С этим неутешительным вердиктом мы покинули НАЯНУ. Дома Таня устроила истерику – у неё ведь высшее инженерное образование, а тут рубашки складывать на фабрике! Я тоже был очень угнетён тем обстоятельством, что буду изучать английский язык в щадящем режиме – ни шатко, ни валко. Ведь я-то хорошо знал, что к языкам у меня нет никаких способностей и хотя бы из-за этого мне нужно трудиться в усиленном режиме. Всю ночь я обдумывал сложившуюся ситуацию и уже на следующее утро пришло решение. Я позвонил в НАЯНУ нашей ведущей и попросил её устроить мне встречу с её менеджером, сказав, что у меня важное к ней дело. В офисе на встречу со мной приходит наша ведущая в сопровождении своей начальницы. Теперь я, обращаясь только к начальнице, беру инициативу разговора на себя:
– Я правильно вас понимаю, что курсы полуторамесячные и трёхмесячные различаются по их стоимости в два раза, т. е. проблема лишь в деньгах и более ни в чём?
★ ★ ★ ★ ★
**Задание**. Пожалуйста, укажите по отрывку, какое образование у Тани.
★ ★ ★ ★ ★
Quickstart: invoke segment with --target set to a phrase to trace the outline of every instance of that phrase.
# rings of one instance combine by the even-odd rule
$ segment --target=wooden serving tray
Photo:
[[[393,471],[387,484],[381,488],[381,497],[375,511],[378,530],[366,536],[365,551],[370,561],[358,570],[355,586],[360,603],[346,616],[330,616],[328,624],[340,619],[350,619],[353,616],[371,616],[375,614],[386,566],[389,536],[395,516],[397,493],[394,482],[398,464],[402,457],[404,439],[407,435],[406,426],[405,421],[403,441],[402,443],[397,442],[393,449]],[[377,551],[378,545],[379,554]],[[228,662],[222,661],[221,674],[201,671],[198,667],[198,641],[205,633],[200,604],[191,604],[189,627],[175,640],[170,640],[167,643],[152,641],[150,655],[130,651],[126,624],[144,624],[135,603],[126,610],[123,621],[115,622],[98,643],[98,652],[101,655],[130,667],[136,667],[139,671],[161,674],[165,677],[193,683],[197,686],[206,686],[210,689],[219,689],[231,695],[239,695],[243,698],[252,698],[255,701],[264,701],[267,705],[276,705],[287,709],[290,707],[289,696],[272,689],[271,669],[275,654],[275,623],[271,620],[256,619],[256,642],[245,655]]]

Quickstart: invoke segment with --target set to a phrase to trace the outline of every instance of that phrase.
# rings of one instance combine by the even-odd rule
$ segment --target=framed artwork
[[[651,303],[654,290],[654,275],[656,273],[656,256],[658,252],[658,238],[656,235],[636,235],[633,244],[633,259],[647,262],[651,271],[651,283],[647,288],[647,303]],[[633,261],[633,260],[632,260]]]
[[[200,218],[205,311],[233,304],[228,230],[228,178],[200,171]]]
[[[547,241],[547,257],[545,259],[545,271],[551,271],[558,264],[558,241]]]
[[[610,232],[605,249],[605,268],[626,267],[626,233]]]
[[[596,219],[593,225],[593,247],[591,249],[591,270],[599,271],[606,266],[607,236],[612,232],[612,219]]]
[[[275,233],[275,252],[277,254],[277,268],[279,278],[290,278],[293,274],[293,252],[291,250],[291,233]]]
★ ★ ★ ★ ★
**Ответ на задание**. У Тани высшее инженерное образование.